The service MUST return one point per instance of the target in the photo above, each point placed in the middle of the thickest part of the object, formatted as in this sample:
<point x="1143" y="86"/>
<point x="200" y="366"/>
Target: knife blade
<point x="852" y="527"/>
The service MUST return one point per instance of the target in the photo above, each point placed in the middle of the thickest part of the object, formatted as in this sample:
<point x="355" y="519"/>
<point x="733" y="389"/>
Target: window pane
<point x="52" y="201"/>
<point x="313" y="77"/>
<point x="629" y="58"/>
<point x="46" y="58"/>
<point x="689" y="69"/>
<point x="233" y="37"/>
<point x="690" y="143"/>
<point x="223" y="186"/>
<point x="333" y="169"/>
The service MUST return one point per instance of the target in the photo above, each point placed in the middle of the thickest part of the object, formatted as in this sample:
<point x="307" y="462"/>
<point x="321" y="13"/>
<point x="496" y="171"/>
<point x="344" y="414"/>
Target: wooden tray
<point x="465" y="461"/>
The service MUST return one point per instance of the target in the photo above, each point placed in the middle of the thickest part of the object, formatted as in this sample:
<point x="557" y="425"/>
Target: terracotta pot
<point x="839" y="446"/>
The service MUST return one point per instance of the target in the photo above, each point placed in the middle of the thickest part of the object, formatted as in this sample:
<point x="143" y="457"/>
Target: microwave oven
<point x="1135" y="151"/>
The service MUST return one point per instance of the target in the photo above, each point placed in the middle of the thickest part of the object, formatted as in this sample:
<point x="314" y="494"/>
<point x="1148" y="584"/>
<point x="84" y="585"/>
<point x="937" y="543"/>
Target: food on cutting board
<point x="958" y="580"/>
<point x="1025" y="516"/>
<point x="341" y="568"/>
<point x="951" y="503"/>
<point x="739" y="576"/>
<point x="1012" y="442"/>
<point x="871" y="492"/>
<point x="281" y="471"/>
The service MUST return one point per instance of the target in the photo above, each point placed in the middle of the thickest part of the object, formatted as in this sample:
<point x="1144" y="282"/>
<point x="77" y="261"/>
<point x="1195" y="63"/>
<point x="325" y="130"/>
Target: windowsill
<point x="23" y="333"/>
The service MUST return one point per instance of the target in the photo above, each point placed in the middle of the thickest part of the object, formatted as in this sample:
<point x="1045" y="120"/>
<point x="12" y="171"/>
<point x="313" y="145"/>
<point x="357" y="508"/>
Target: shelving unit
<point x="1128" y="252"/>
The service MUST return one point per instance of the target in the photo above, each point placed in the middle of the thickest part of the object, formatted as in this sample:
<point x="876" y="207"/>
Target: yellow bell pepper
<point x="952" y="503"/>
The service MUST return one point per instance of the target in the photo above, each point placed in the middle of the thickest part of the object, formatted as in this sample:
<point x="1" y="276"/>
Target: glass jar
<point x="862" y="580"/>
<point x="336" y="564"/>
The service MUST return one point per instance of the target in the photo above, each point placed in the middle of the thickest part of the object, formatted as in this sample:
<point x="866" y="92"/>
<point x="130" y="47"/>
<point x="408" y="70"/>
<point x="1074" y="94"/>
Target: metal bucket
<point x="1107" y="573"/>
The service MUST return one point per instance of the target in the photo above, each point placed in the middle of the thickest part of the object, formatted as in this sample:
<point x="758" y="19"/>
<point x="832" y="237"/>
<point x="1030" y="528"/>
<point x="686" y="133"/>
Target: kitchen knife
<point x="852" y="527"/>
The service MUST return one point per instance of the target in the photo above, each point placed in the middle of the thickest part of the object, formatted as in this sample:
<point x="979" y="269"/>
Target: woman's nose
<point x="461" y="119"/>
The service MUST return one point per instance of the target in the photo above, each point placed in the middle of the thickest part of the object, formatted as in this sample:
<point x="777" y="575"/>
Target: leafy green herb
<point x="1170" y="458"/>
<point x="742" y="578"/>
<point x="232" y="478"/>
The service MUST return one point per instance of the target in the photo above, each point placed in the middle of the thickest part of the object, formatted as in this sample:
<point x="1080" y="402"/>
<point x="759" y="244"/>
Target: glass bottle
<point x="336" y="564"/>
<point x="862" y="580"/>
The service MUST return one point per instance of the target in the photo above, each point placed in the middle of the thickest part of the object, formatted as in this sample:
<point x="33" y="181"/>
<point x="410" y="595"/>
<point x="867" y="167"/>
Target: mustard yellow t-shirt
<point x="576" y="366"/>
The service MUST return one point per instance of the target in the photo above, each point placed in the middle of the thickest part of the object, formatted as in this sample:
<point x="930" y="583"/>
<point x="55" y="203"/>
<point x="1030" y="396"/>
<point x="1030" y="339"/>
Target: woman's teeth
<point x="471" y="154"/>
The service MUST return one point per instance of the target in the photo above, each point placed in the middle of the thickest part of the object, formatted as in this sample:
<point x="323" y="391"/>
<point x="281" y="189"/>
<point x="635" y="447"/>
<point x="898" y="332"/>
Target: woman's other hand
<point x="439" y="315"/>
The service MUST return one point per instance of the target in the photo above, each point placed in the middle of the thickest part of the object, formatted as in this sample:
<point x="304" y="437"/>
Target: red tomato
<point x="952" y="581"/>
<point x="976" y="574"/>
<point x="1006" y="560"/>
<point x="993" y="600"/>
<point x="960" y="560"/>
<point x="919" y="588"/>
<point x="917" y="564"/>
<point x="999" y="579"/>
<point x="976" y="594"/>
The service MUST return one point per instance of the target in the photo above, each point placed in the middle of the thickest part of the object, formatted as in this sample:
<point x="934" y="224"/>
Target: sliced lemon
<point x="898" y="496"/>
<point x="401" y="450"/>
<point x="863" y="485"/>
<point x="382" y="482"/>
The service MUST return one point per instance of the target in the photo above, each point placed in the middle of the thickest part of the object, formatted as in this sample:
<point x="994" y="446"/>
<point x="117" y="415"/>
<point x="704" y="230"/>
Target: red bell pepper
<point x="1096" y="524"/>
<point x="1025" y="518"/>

Exercise aim
Report every line in the items above that contains the string "glass".

Output of the task
Target: glass jar
Target: glass bottle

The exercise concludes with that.